» **YOUR GOAL**: Swap "Bonus point question" for "Extra credit question" wherever it occurs in the listing below, and write out the whole listing again with nothing else altered.

» **DATA TO USE**:
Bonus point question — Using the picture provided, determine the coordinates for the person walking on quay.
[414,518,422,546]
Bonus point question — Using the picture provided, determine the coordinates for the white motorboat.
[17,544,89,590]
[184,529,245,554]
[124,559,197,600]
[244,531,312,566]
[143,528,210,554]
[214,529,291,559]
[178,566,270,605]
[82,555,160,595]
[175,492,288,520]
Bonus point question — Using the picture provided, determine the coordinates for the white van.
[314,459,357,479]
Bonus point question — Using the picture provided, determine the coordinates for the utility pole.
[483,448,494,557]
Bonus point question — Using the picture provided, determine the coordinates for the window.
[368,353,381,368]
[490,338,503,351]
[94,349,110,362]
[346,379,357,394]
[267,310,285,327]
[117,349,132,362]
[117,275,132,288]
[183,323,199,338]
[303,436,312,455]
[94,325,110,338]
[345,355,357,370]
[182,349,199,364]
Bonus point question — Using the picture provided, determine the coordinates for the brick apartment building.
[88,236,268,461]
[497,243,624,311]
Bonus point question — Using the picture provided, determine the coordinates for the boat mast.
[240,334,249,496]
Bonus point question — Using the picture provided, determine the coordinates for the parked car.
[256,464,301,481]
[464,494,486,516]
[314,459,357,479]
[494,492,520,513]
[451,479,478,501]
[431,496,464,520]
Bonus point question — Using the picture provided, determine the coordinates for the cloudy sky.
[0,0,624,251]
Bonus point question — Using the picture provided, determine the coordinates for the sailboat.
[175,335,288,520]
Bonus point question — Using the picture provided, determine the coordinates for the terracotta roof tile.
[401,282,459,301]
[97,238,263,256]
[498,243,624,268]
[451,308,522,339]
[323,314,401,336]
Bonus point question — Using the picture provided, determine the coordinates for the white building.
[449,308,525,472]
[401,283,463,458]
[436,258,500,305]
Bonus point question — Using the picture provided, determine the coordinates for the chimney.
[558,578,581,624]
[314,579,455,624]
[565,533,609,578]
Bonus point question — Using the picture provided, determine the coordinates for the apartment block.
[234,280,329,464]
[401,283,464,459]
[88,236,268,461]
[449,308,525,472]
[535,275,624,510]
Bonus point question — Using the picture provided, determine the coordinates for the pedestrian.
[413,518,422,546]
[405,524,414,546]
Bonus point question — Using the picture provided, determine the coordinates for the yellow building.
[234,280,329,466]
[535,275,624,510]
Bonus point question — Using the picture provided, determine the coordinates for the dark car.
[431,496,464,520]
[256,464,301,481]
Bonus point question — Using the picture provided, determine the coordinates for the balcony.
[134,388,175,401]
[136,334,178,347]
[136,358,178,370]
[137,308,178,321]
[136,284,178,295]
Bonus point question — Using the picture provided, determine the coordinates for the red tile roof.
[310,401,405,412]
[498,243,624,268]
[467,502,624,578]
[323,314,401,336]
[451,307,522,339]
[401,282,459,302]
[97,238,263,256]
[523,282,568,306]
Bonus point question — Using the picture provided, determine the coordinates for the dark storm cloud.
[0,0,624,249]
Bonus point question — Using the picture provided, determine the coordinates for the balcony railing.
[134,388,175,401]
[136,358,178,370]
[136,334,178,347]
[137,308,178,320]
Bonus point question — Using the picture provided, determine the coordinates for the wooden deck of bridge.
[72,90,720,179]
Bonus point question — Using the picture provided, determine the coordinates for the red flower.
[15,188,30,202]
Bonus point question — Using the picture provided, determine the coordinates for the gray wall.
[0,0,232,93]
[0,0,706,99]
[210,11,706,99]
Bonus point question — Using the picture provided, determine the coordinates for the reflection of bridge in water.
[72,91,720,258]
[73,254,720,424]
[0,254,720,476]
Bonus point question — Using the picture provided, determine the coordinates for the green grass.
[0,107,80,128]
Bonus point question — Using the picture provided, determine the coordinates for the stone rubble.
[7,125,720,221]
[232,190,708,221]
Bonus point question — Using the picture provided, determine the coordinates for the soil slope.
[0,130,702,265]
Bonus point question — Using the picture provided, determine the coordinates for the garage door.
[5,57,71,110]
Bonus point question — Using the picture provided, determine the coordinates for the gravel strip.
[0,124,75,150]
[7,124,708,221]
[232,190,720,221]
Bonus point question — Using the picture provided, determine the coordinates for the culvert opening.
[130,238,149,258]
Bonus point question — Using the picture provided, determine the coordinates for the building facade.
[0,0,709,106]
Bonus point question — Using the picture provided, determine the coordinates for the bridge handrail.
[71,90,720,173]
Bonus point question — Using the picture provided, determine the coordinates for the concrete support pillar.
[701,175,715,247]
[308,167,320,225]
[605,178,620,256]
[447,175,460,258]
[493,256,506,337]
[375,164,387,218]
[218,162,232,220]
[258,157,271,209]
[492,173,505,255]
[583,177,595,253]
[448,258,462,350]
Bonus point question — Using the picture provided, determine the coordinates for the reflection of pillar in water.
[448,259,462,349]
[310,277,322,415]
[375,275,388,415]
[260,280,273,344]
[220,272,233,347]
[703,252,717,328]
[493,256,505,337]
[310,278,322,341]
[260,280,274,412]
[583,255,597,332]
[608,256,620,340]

» **OUTPUT OF THE EXERCISE**:
Extra credit question — Using the picture provided, determine the coordinates for the person walking on quay.
[414,518,422,546]
Extra credit question — Using the picture provided, determine the coordinates for the white motorboat.
[17,544,89,590]
[184,529,245,554]
[124,559,197,600]
[244,531,312,566]
[143,528,210,554]
[214,529,291,559]
[178,566,270,605]
[82,555,160,595]
[175,492,288,520]
Extra credit question — Using the picture provided, determine the coordinates for the white van.
[314,459,357,479]
Extra credit question — Using the picture provided, determine the coordinates for the utility pole.
[483,448,494,557]
Extra credit question — Using the picture provided, determine the coordinates for the window.
[368,353,381,368]
[490,338,503,351]
[94,349,110,362]
[346,379,357,394]
[267,310,285,327]
[117,349,132,362]
[117,275,132,288]
[183,323,199,338]
[303,436,312,455]
[94,325,110,338]
[345,355,357,370]
[182,349,199,364]
Extra credit question — Using the picture provided, determine the coordinates for the brick apartment building.
[88,236,268,461]
[497,243,624,311]
Extra credit question — Using the picture provided, determine the coordinates for the boat mast.
[240,334,249,496]
Extra credit question — Using the picture provided, determine the coordinates for the parked car.
[256,464,301,481]
[464,494,486,516]
[314,459,357,479]
[494,492,520,513]
[451,479,478,501]
[431,496,464,520]
Extra credit question — Using the picture provided, determine the coordinates for the cloudy sky.
[0,0,624,251]
Extra credit question — Using the picture provided, determine the coordinates for the sailboat.
[175,335,288,520]
Extra credit question — Using the picture provided, determine the coordinates for the terracotta roof tile.
[401,282,459,301]
[97,238,263,256]
[498,243,624,268]
[451,308,522,339]
[323,314,401,336]
Extra credit question — Using the picture provided, determine the coordinates for the white building.
[449,308,525,472]
[401,283,463,458]
[436,258,500,305]
Extra credit question — Using the picture provided, determine the coordinates for the chimney.
[558,578,581,624]
[314,579,455,624]
[565,533,609,578]
Extra credit question — Using the picture provided, determine the coordinates for the apartment block.
[234,280,329,464]
[401,283,464,459]
[88,236,268,461]
[449,308,525,472]
[535,275,624,510]
Extra credit question — Using the picture provided, determine the coordinates for the pedestrian.
[413,518,422,546]
[405,524,414,546]
Extra credit question — Using the picture provided, determine the coordinates for the yellow building.
[234,280,329,466]
[535,275,624,510]
Extra credit question — Using the picture provided, determine the coordinates for the dark car.
[431,496,464,520]
[256,464,301,481]
Extra credit question — Using the picture provided, determine the coordinates for the balcony.
[134,388,175,401]
[136,334,178,347]
[136,358,178,370]
[137,308,178,321]
[136,284,178,295]
Extra credit question — Using the picture provided, determine the coordinates for the red tile roof.
[310,401,405,412]
[498,243,624,268]
[467,502,624,578]
[323,314,401,336]
[451,307,522,339]
[401,282,459,302]
[97,238,263,256]
[523,282,568,306]
Extra credit question — Using the picture provided, determine the coordinates for the dark storm cloud.
[0,0,624,249]
Extra credit question — Using the picture provided, determine the coordinates for the balcony railing.
[134,388,175,401]
[136,358,178,370]
[136,334,178,347]
[137,308,178,320]
Extra credit question — Using the picture provided, determine the coordinates for the wooden deck of bridge.
[72,90,720,179]
Extra credit question — Using the picture provided, determine the coordinates for the red flower.
[15,188,30,202]
Extra credit question — Using the picture provided, determine the coordinates for the gray wall.
[0,0,232,93]
[0,0,706,99]
[210,11,706,99]
Extra credit question — Using the picture provided, determine the coordinates for the reflection of bridge in water.
[72,91,720,258]
[73,254,720,424]
[0,254,720,476]
Extra credit question — Using the picture provided, determine the coordinates for the green grass.
[0,107,80,128]
Extra credit question — Using the picture provided, determine the coordinates for the stone rubble.
[7,125,720,221]
[232,190,708,221]
Extra credit question — Using the picture provided, determine the coordinates for the soil slope.
[0,130,702,265]
Extra credit question — Using the picture provided, determine the coordinates for the garage door.
[5,57,71,110]
Extra credit question — Using the picture provided, determine the coordinates for the gravel strip.
[0,124,75,150]
[7,124,708,221]
[232,190,720,221]
Extra credit question — Using the picture provided, determine the coordinates for the culvert opening.
[130,238,149,258]
Extra credit question — Using the picture provided, determine the coordinates for the building facade.
[0,0,709,106]
Extra credit question — Using the picture provided, determine the coordinates for the bridge handrail.
[71,90,720,173]
Extra credit question — Using the picture provided, determine the coordinates for the concrete support pillar.
[701,175,715,247]
[308,167,320,225]
[605,178,620,256]
[447,175,460,258]
[493,256,506,337]
[375,164,387,218]
[218,162,232,220]
[258,157,271,209]
[492,173,505,255]
[583,177,595,253]
[448,258,462,350]
Extra credit question — Using the picture provided, determine the coordinates for the reflection of pillar in water.
[448,259,462,349]
[310,277,322,415]
[375,275,388,415]
[260,280,273,344]
[220,272,233,347]
[703,252,717,328]
[493,256,505,337]
[310,278,322,341]
[260,280,274,412]
[583,255,597,332]
[608,256,620,340]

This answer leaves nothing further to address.